The task
Copy out the records below line for line, including the answers, and omit the pictures.

───── Information shown ─────

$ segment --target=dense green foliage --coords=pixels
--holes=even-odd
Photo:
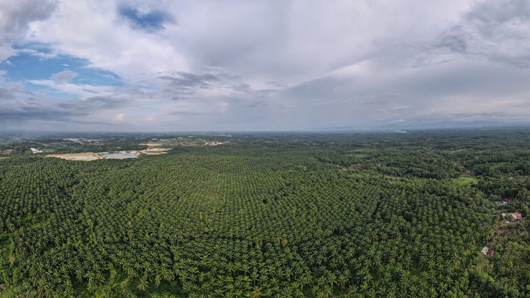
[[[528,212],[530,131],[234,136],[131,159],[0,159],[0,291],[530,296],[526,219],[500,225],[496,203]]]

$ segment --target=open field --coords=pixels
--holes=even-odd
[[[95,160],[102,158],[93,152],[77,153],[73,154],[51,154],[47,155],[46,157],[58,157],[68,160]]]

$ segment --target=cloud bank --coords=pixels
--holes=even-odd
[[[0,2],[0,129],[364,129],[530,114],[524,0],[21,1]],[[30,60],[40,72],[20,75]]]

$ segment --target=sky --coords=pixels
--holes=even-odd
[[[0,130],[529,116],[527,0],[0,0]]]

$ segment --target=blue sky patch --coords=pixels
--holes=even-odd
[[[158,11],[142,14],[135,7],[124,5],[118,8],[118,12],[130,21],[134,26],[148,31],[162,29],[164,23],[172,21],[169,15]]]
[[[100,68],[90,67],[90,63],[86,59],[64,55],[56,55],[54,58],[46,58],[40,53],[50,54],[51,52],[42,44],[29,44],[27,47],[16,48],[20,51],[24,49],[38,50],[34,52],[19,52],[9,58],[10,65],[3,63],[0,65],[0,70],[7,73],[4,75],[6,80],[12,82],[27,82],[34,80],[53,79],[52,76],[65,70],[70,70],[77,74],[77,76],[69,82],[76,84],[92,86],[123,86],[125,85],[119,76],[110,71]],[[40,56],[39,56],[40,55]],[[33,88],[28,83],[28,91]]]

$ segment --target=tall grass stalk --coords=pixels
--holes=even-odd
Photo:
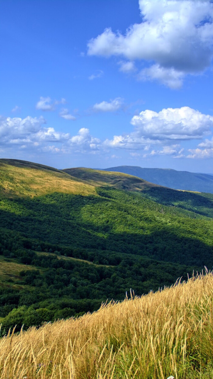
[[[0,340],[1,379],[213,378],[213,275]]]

─────

Correct output
$ segment --target=dense green foliage --coords=pixels
--holes=even-odd
Photo:
[[[528,212],[530,131],[234,136],[131,159],[0,159],[0,291],[530,296],[526,219],[500,225],[496,203]]]

$ segment --target=open field --coords=pixels
--holes=even-odd
[[[95,160],[102,158],[93,152],[77,153],[73,154],[51,154],[47,155],[46,157],[58,157],[68,160]]]

$ segment --target=cloud bank --coords=pixels
--holes=even-odd
[[[0,2],[0,129],[364,129],[530,114],[524,0],[21,1]],[[30,60],[40,72],[20,75]]]

$ segment --target=sky --coords=pixels
--holes=even-odd
[[[0,130],[529,116],[527,0],[0,0]]]

$ segment --target=blue sky patch --coords=pixels
--holes=even-odd
[[[158,11],[142,14],[135,7],[124,5],[118,8],[118,12],[130,21],[134,26],[148,31],[162,29],[164,23],[172,21],[169,15]]]
[[[100,68],[90,67],[90,63],[86,59],[64,55],[56,55],[54,58],[46,58],[40,53],[50,54],[51,52],[42,44],[29,44],[27,47],[16,48],[20,51],[24,49],[38,50],[34,52],[19,52],[9,58],[10,65],[3,63],[0,65],[0,70],[7,73],[4,75],[6,80],[12,82],[27,82],[34,80],[53,79],[52,76],[65,70],[70,70],[77,74],[77,76],[69,82],[76,84],[92,86],[123,86],[125,85],[119,76],[110,71]],[[40,56],[39,56],[40,55]],[[33,88],[28,83],[28,91]]]

$ segment --target=tall grass stalk --coords=pixels
--holes=even-odd
Photo:
[[[0,340],[1,379],[213,378],[213,275]]]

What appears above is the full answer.